__Exercise instructions__:
A. Rewrite the After Photoshop press release starting with "Exhibition Location: Joyce" and going on through "the first time.", putting "show" wherever "installation" appears.
B. Does the After Photoshop press release support each statement below? Answer yes or no, and quote the deciding words from the press release.
(i) The show includes about 25 works from The Metropolitan Museum of Art's collection.
(ii) Googlegram: Niépce is a composite of 1,000 images.
(iii) In My Pie Town, the scenes are repopulated only with men.
C. Write what comes next in the After Photoshop press release, picking up after its final sentence.

__Selection__:
BEGIN

Exhibition Location: Joyce and Robert Menschel Hall for Modern Photography
Press Viewing: Tuesday, October 9, 10 a.m.–noon

After Photoshop, an addendum to the exhibition Faking It: Manipulated Photography Before Photoshop, continues the conversation about the ways in which photographers have used the tools of their day to manipulate images. This installation explores how artists have used digital technology to alter photographic images from the late 1980s to the present. It features approximately 25 works drawn from The Metropolitan Museum of Art’s collection, several of which are on display for the first time.

While photographers have long used manual techniques to alter their images, digital cameras and software applications such as Adobe Photoshop have made this process quicker, easier, and more accessible than ever before. In some instances, contemporary artists have used digital tools to reinterpret celebrated works from the history of photography. Joan Fontcuberta’s Googlegram: Niépce (2005) is based on the first known photograph: Joseph Nicéphore Niépce’s View from the Window at Le Gras (1826). By processing the results of a Google Image search for the words “photo” and “foto” through photomosaic software, Foncuberta re-created Niépce’s photograph as a composite of 10,000 images. Debbie Grossman fashioned her own version of history in the series My Pie Town (2010), in which she modified Russell Lee’s Depression-era photographs of Pie Town, New Mexico, re-populating the scenes exclusively with women.

END

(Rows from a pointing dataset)

BEGIN

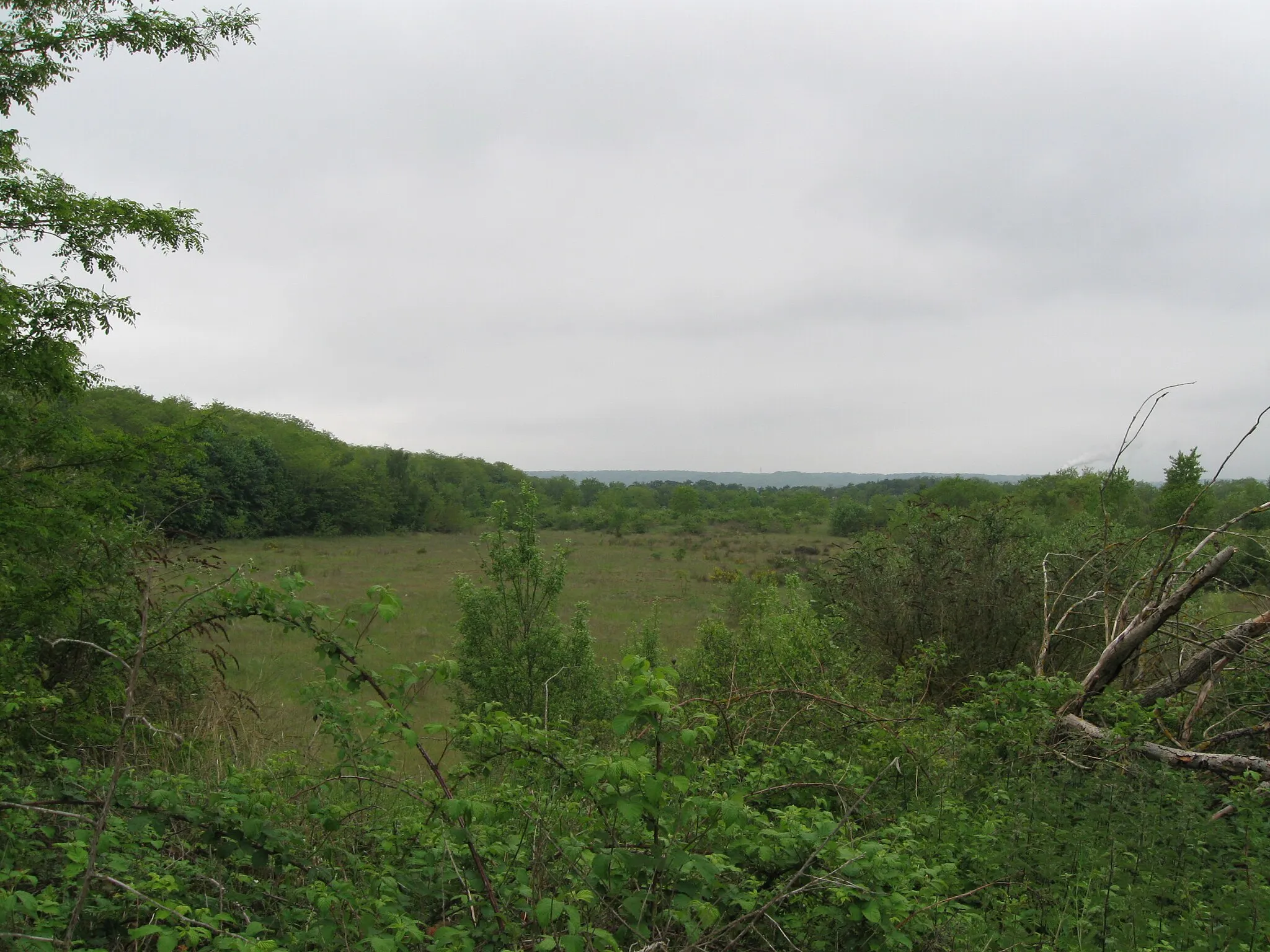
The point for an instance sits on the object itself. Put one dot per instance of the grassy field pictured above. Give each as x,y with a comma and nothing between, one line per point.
623,579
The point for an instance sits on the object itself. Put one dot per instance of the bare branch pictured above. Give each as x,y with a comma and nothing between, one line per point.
1231,645
1225,764
1127,643
6,805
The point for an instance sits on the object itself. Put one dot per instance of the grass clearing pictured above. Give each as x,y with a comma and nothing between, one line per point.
623,579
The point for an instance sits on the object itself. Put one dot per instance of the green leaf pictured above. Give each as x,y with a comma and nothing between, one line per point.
548,910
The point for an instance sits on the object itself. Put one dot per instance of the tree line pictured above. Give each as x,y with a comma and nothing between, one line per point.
993,719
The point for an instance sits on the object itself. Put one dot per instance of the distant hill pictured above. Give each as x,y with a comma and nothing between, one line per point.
760,480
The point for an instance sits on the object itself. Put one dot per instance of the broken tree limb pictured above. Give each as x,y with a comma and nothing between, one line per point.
1127,643
1203,662
1225,764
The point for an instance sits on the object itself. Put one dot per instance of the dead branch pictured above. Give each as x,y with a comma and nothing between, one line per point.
1203,662
1127,643
1223,764
1208,743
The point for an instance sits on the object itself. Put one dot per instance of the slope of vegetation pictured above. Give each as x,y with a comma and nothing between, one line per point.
995,719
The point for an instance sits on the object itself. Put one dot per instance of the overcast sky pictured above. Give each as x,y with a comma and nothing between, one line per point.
877,236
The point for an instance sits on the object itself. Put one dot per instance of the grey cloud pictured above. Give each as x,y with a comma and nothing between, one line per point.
822,236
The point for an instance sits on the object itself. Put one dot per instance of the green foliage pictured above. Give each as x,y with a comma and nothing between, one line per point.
249,475
1183,487
941,576
512,646
850,517
853,764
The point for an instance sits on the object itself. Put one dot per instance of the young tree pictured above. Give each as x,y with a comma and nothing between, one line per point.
1183,485
512,646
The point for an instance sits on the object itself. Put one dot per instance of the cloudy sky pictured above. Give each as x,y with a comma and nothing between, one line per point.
953,236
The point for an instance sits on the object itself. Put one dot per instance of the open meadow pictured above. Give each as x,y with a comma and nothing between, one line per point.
623,579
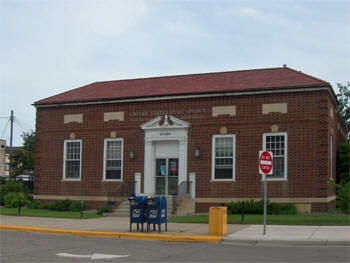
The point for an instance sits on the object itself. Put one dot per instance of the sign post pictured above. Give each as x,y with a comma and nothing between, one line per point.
265,168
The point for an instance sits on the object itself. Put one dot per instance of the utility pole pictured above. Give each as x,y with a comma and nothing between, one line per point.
11,137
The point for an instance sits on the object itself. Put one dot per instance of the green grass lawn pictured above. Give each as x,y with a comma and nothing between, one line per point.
301,220
46,213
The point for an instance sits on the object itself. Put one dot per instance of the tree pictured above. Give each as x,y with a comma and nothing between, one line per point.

END

__In response__:
A.
Exhibition Location: Joyce and Robert Menschel Hall for Modern Photography
Press Viewing: Tuesday, October 9, 10 a.m.–noon

After Photoshop, an addendum to the exhibition Faking It: Manipulated Photography Before Photoshop, continues the conversation about the ways in which photographers have used the tools of their day to manipulate images. This show explores how artists have used digital technology to alter photographic images from the late 1980s to the present. It features approximately 25 works drawn from The Metropolitan Museum of Art’s collection, several of which are on display for the first time.

B.
(i) Yes: "It features approximately 25 works drawn from The Metropolitan Museum of Art’s collection"
(ii) No: "a composite of 10,000 images"
(iii) No: "re-populating the scenes exclusively with women"

C.
Other artists in the exhibition use digital manipulation to create otherworldly scenarios. In her ongoing project Double Life, Kelli Connell digitally stitches photographs together to imagine an intimate relationship between two women uncannily similar in appearance—perhaps identical twins. The Belgian architectural photographer Filip Dujardin uses Photoshop and Google SketchUp, a 3D modelling program, to create seamless images of buildings that do not exist in reality. Other artists in the exhibition, including Nancy Davenport, Craig Kalpakjian, Beate Gütschow, Matthew Jensen, Maria Marshall, and Osamu James Nakagawa use digital tools with similar subtlety, creating images that are realistic enough to be believable and just fantastic enough to spur reflection on photography’s mediating role between reality and artifice.

After Photoshop: Manipulated Photography in the Digital Age is organized by Mia Fineman, Assistant Curator, with Shana Lopes, Research Assistant, both in the Department of Photographs. It will be presented concurrently with the special exhibition, Faking It: Manipulated Photography Before Photoshop, which traces the history of manipulated photography from the 1840s through the early 1990s (on view October 11, 2012–January 17, 2013).

Further details and more information about the exhibition can be found at www.metmuseum.org.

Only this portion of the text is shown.